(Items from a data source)
****
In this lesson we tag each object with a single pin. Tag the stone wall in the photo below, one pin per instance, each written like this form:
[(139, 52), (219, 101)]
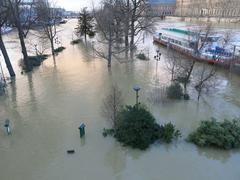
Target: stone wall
[(208, 8)]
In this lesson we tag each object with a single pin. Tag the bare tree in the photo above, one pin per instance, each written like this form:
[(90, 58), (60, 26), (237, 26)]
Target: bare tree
[(4, 14), (23, 18), (85, 24), (112, 104), (139, 21), (48, 19), (107, 26), (204, 77)]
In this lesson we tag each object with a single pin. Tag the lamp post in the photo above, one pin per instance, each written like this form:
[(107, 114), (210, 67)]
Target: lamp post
[(137, 89), (157, 58)]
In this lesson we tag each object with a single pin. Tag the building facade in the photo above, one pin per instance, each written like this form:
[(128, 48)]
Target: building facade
[(208, 8), (162, 8)]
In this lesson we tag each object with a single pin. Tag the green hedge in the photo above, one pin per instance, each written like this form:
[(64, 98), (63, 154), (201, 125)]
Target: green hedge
[(224, 135)]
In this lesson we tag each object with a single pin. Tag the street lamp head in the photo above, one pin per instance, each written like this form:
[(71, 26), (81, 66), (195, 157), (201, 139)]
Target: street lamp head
[(136, 88)]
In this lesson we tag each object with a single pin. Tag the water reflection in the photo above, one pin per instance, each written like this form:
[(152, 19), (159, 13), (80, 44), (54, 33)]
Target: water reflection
[(210, 153)]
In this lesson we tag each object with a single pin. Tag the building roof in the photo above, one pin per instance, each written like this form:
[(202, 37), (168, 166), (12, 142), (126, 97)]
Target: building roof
[(156, 2)]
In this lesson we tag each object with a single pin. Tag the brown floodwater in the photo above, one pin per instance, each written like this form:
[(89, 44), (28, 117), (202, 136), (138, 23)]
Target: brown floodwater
[(47, 106)]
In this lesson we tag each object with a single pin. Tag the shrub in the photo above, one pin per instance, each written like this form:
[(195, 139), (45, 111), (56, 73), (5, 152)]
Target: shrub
[(59, 49), (2, 86), (108, 132), (91, 34), (136, 127), (37, 60), (169, 132), (142, 56), (225, 135), (175, 91), (186, 97)]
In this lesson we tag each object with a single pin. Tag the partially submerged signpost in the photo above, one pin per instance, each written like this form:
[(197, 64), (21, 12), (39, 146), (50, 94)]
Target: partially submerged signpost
[(7, 126), (82, 130)]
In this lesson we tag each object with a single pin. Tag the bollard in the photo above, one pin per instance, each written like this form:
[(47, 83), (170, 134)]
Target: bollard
[(7, 126), (82, 130)]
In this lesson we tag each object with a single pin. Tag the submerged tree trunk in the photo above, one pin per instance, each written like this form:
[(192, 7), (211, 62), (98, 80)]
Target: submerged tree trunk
[(24, 49), (16, 15), (6, 57), (110, 49), (52, 46)]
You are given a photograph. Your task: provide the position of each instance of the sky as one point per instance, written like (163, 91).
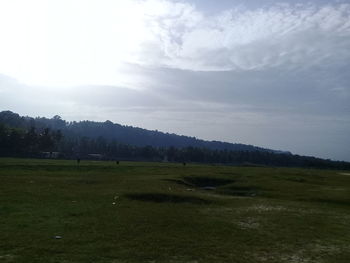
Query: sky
(273, 74)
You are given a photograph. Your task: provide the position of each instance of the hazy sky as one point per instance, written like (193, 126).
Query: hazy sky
(270, 73)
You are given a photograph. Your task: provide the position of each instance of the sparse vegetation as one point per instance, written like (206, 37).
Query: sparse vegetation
(58, 211)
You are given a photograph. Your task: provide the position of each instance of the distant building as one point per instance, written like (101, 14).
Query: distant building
(51, 155)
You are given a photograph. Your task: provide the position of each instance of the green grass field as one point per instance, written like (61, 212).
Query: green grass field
(154, 212)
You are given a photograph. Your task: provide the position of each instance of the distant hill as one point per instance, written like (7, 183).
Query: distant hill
(121, 133)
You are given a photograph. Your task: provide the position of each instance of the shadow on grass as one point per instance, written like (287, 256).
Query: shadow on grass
(166, 198)
(239, 191)
(202, 181)
(329, 201)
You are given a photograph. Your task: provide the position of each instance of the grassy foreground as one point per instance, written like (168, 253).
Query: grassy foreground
(56, 211)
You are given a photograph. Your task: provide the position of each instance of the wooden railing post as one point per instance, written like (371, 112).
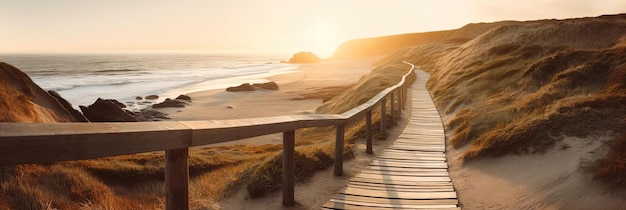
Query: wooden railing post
(399, 92)
(339, 150)
(289, 168)
(400, 96)
(177, 179)
(392, 106)
(368, 131)
(383, 109)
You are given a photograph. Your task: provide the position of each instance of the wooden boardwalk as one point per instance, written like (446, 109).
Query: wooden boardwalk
(412, 173)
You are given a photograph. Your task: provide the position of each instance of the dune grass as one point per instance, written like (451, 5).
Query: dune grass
(136, 181)
(521, 88)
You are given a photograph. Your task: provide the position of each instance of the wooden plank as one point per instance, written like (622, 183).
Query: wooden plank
(395, 173)
(52, 142)
(177, 179)
(433, 149)
(333, 205)
(412, 157)
(392, 205)
(405, 201)
(339, 150)
(289, 168)
(402, 165)
(408, 170)
(399, 186)
(215, 131)
(399, 195)
(389, 160)
(368, 132)
(401, 189)
(379, 181)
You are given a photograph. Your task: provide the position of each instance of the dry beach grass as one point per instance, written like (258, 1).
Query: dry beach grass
(136, 181)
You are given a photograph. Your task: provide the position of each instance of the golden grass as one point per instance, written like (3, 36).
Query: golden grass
(136, 181)
(521, 87)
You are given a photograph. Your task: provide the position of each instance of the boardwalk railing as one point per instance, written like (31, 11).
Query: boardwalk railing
(26, 143)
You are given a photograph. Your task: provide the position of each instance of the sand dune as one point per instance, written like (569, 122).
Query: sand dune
(529, 106)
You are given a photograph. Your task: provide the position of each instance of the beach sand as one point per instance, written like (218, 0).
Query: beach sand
(555, 179)
(313, 193)
(220, 104)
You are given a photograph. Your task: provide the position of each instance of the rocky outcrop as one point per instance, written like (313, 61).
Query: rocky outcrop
(304, 57)
(253, 87)
(68, 106)
(152, 97)
(242, 87)
(21, 100)
(107, 111)
(184, 97)
(169, 103)
(150, 115)
(267, 85)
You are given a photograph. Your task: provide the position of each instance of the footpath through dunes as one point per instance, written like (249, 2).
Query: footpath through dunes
(412, 173)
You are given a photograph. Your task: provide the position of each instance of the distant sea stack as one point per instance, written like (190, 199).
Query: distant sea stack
(304, 57)
(21, 100)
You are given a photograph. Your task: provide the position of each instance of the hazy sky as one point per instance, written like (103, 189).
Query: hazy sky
(280, 25)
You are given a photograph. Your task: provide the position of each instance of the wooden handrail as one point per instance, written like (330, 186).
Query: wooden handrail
(22, 143)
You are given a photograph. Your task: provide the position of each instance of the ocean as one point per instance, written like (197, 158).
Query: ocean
(83, 78)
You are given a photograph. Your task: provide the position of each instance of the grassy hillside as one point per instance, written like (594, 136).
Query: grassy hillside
(521, 87)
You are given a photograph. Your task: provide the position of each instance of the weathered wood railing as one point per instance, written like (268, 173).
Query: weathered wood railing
(22, 143)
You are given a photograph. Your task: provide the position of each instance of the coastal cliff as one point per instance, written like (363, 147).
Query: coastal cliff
(21, 100)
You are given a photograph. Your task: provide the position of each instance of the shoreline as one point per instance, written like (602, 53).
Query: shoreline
(220, 104)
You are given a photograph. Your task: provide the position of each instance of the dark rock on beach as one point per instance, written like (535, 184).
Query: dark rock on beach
(169, 103)
(242, 87)
(107, 110)
(184, 97)
(267, 85)
(304, 57)
(68, 106)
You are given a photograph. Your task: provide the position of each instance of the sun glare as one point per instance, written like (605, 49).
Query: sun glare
(324, 36)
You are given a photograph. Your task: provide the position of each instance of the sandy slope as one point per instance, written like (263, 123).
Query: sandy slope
(212, 105)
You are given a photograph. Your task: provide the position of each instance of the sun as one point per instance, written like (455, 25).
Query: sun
(324, 37)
****
== DIRECTIONS FOR THIS TASK ==
Put all of the data above into a numbered list, omitting blank lines. Leave the pictures out of your answer.

== SOLUTION FOR THIS EXERCISE ==
1. In this lesson we tag each object with a single pin. Tag the stone wall in the photo below, one pin per instance, each written like this form:
2. [(139, 52), (219, 101)]
3. Target: stone wall
4. [(208, 8)]
5. In this lesson we tag each object with a single pin. Tag the bare tree in the photo above, one pin per instance, each written like this form:
6. [(90, 58), (60, 26), (237, 26)]
7. Target: bare tree
8. [(4, 14), (23, 18), (85, 24), (112, 104), (139, 21), (48, 19), (107, 26), (204, 77)]
9. In this lesson we tag each object with a single pin. Tag the lamp post in the photo above, one pin per instance, each written like this form:
10. [(107, 114), (210, 67)]
11. Target: lamp post
12. [(137, 89), (157, 58)]
13. In this lesson we tag each object with a single pin. Tag the building facade in the photo above, one pin per instance, each written like this form:
14. [(128, 48)]
15. Target: building facade
16. [(208, 8), (162, 8)]
17. In this lesson we tag each object with a single pin. Tag the green hedge in the photo above, one pin per instance, each written like this form:
18. [(64, 98), (63, 154), (201, 125)]
19. Target: green hedge
20. [(224, 135)]
21. In this lesson we tag each object with a single pin. Tag the street lamp head in the photo above, one pin per instance, each written like this form:
22. [(71, 26), (81, 66), (195, 157), (201, 139)]
23. Target: street lamp head
24. [(136, 88)]
25. In this lesson we tag each object with a single pin. Tag the water reflection in the photo above, one pin per instance, each written like this form:
26. [(152, 19), (159, 13), (80, 44), (54, 33)]
27. Target: water reflection
28. [(210, 153)]
29. In this lesson we tag each object with a single pin. Tag the building roof in the photo above, one pin per instance, each written like this form:
30. [(202, 37), (168, 166), (12, 142), (126, 97)]
31. Target: building roof
32. [(156, 2)]
33. In this lesson we tag each object with a single pin. Tag the brown floodwater in the photo above, one pin per instance, each written like this form:
34. [(89, 44), (28, 117), (202, 136), (138, 23)]
35. Target: brown floodwater
36. [(47, 106)]
37. In this lesson we tag each object with a single pin. Tag the shrub in the photo above, one pin per instance, each written like this form:
38. [(195, 139), (45, 111), (56, 73), (5, 152)]
39. Target: shrub
40. [(59, 49), (2, 86), (108, 132), (91, 34), (136, 127), (37, 60), (169, 132), (142, 56), (225, 135), (175, 91), (186, 97)]
41. In this lesson we tag each object with a single pin. Tag the partially submerged signpost in the photo above, one pin per instance, each written like this form:
42. [(197, 64), (21, 12), (39, 146), (50, 94)]
43. Target: partially submerged signpost
44. [(7, 126), (82, 130)]
45. In this lesson we tag each object with a single pin. Tag the bollard in the photo above, one pin per instance, each written like this form:
46. [(47, 83), (170, 134)]
47. Target: bollard
48. [(7, 126), (82, 130)]
49. In this lesson we tag each object with a single pin. Tag the submerged tree trunk in the photo above, one pin per instance, each written like this form:
50. [(192, 7), (211, 62), (98, 80)]
51. Target: submerged tree trunk
52. [(24, 49), (16, 15), (6, 57), (110, 49), (52, 46)]
53. You are given a photograph. Your task: provide the position of each instance of the sky as one point per instance, written like (163, 91).
54. Query: sky
55. (273, 74)
56. You are given a photograph. Your task: provide the position of each instance of the hazy sky as one point per instance, written like (193, 126).
57. Query: hazy sky
58. (270, 73)
59. You are given a photograph. Your task: provide the position of each instance of the sparse vegetation as one point per instance, written like (206, 37).
60. Query: sparse vegetation
61. (58, 211)
62. You are given a photograph. Your task: provide the position of each instance of the distant building as one point per instance, written like (101, 14).
63. Query: distant building
64. (51, 155)
65. You are given a photograph. Your task: provide the position of each instance of the green grass field as one point per instance, written like (61, 212).
66. Query: green grass field
67. (154, 212)
68. You are given a photograph. Your task: provide the position of each instance of the distant hill as one point per instance, written like (7, 183).
69. Query: distant hill
70. (121, 133)
71. You are given a photograph. Your task: provide the position of each instance of the shadow on grass as one point per instance, written like (287, 256).
72. Query: shadow on grass
73. (166, 198)
74. (239, 191)
75. (202, 181)
76. (329, 201)
77. You are given a photograph. Your task: provide the position of each instance of the grassy foreground as one point per instance, written like (168, 253).
78. Query: grassy foreground
79. (56, 211)
80. You are given a photograph. Your task: provide the position of each instance of the wooden railing post as one point per instance, written like (371, 112).
81. Query: wooden railing post
82. (399, 92)
83. (339, 150)
84. (289, 168)
85. (400, 96)
86. (177, 179)
87. (392, 106)
88. (368, 131)
89. (383, 109)
90. You are given a photograph. Your task: provide the position of each instance of the wooden boardwalk as one point per instance, written like (446, 109).
91. Query: wooden boardwalk
92. (412, 173)
93. You are given a photograph. Your task: provide the position of each instance of the dune grass as one point per instance, written like (451, 5).
94. Query: dune grass
95. (136, 181)
96. (521, 88)
97. You are given a photograph. Your task: provide the position of each instance of the wooden plank as one point per instance, written like (622, 183).
98. Query: wooden plank
99. (395, 173)
100. (52, 142)
101. (177, 179)
102. (433, 149)
103. (333, 205)
104. (412, 157)
105. (392, 205)
106. (405, 201)
107. (339, 150)
108. (289, 168)
109. (402, 165)
110. (408, 170)
111. (399, 186)
112. (215, 131)
113. (399, 195)
114. (389, 160)
115. (368, 132)
116. (401, 189)
117. (379, 181)
118. You are given a photograph. Your task: provide the position of each instance of the dry beach grass as one point per instance, written like (258, 1).
119. Query: dry beach grass
120. (136, 181)
121. You are given a photograph. Your task: provide the position of each instance of the golden grass as one point per instance, written like (3, 36).
122. Query: golden grass
123. (136, 181)
124. (521, 87)
125. You are given a photograph. Your task: provide the position of each instance of the boardwalk railing as one point per instance, written like (31, 11).
126. Query: boardwalk railing
127. (26, 143)
128. You are given a photograph. Your task: provide the position of each instance of the sand dune as one point per instance, written like (569, 122).
129. Query: sand dune
130. (529, 106)
131. You are given a photograph. Your task: provide the position of each instance of the beach sand as one point per instance, written like (218, 0).
132. Query: beach sand
133. (555, 179)
134. (313, 193)
135. (220, 104)
136. You are given a photograph. Your task: provide the position of each instance of the rocky outcrop as one point per instance, written like (313, 61).
137. Query: rocky outcrop
138. (304, 57)
139. (253, 87)
140. (68, 106)
141. (152, 97)
142. (242, 87)
143. (21, 100)
144. (107, 111)
145. (184, 97)
146. (169, 103)
147. (150, 115)
148. (267, 85)
149. You are given a photograph. Your task: provide the position of each instance of the footpath through dunes as one point per instance, written like (249, 2).
150. Query: footpath through dunes
151. (412, 173)
152. You are given a photograph. Your task: provide the position of each instance of the distant sea stack as one point per instance, written like (190, 199).
153. Query: distant sea stack
154. (304, 57)
155. (21, 100)
156. You are given a photograph. Your task: provide the position of each instance of the hazy sky as one point per instance, written like (103, 189).
157. Query: hazy sky
158. (280, 25)
159. You are given a photograph. Your task: provide the position of each instance of the wooden handrail as one point per instance, written like (330, 186).
160. Query: wooden handrail
161. (22, 143)
162. You are given a photograph. Your task: provide the position of each instance of the ocean as one point per instance, written like (197, 158).
163. Query: ocean
164. (83, 78)
165. You are given a photograph. Your task: provide the position of each instance of the grassy hillside as one point per instance, written like (594, 136).
166. Query: grassy hillside
167. (521, 87)
168. You are given a photograph. Your task: provide the position of each instance of the weathered wood railing as one point per instance, written like (268, 173).
169. Query: weathered wood railing
170. (22, 143)
171. You are given a photograph. Your task: provide the position of each instance of the coastal cliff as one point per instance, written like (363, 147).
172. Query: coastal cliff
173. (21, 100)
174. You are given a photograph. Your task: provide the position of each instance of the shoreline as one point per instance, written like (602, 53).
175. Query: shoreline
176. (220, 104)
177. You are given a photograph. Your task: provide the position of each instance of the dark rock on beach as one point per instance, written like (535, 184).
178. Query: dark rock on beach
179. (169, 103)
180. (242, 87)
181. (107, 110)
182. (184, 97)
183. (267, 85)
184. (304, 57)
185. (68, 106)
186. You are given a photograph. Your task: provide the position of each instance of the sun glare as one point per instance, written like (605, 49).
187. Query: sun glare
188. (324, 36)
189. You are given a photograph. Your task: provide the position of each instance of the sandy slope as one point per instance, written like (263, 123).
190. Query: sandy slope
191. (212, 105)
192. You are given a photograph. Your task: provide the position of each instance of the sun as one point per instance, written like (455, 25).
193. Query: sun
194. (324, 37)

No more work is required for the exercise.